§ WHAT IS REQUIRED: Starting with the line containing "Where can the palm" and going on through the end of the listing, turn those lines into a numbered list, leaving out any blank lines.

§ INFORMATION PROVIDED:
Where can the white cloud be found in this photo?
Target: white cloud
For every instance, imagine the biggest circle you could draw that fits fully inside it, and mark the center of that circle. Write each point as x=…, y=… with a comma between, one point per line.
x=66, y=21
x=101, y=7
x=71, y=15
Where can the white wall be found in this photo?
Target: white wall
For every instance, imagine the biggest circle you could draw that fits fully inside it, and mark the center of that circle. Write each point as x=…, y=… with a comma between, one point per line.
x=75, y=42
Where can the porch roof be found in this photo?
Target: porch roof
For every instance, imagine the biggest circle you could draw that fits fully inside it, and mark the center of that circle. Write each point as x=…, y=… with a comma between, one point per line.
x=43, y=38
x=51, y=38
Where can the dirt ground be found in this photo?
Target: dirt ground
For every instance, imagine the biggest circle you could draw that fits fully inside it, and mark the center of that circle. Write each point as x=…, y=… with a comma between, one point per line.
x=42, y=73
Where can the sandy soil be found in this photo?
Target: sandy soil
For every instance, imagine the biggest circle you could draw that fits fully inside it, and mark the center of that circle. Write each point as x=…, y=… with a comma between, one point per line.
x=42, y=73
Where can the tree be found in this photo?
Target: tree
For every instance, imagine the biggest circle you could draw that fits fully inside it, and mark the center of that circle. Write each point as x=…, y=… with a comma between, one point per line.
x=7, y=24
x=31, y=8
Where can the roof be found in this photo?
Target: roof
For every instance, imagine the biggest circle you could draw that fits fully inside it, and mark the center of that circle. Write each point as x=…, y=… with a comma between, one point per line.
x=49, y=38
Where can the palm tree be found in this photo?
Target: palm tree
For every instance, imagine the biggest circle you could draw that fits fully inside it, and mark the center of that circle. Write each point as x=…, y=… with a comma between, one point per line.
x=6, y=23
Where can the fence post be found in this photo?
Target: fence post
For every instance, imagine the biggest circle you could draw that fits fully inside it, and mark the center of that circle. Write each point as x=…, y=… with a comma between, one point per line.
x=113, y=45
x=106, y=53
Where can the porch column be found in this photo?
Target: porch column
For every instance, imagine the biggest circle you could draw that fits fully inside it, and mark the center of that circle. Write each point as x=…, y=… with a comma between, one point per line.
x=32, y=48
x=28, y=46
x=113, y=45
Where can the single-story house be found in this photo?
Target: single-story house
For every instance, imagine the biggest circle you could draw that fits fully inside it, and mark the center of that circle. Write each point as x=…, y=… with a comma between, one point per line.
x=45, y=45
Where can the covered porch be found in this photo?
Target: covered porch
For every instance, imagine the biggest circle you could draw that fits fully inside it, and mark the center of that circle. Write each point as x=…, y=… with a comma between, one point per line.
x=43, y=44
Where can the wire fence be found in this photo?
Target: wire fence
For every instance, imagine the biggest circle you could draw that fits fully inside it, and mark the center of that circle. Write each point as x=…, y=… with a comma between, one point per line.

§ FULL OUTPUT:
1. Where can the palm tree be found in this photo?
2. Target: palm tree
3. For every instance, imagine the biggest circle you could draw that fits fully inside it, and mark the center of that circle. Write each point as x=…, y=… with a comma between, one point per line.
4. x=6, y=23
5. Where can the fence post be found in this photo?
6. Target: fence post
7. For every instance, imagine the biggest circle you could draw that fits fully inside it, and mark the center of that circle. Write each point as x=…, y=… with a comma between, one point per line.
8. x=113, y=45
9. x=106, y=53
10. Where can the porch column be found in this photo?
11. Target: porch column
12. For every instance, imagine the biggest circle you could draw that fits fully inside it, and mark the center of that circle. Write each point as x=…, y=… with a comma between, one point per line.
13. x=32, y=48
14. x=28, y=46
15. x=113, y=45
16. Where can the single-story house be found in this photo?
17. Target: single-story house
18. For every instance, imagine the biggest circle you could draw that fits fully inside it, and mark the center of that circle. Write each point as x=…, y=… with a comma between, one point per line.
19. x=45, y=45
20. Where can the covered porch be found in this photo?
21. Target: covered porch
22. For every instance, imagine the biggest circle you could draw that fits fully inside it, and mark the center of that circle. Write each point as x=…, y=… with a comma between, one point per line.
23. x=43, y=44
24. Where can the wire fence be found in this photo?
25. Target: wire fence
26. For every instance, imagine the biggest circle you could draw that fits fully inside it, and mark the center of that circle. Write each point as x=…, y=… with a comma between, one point per line.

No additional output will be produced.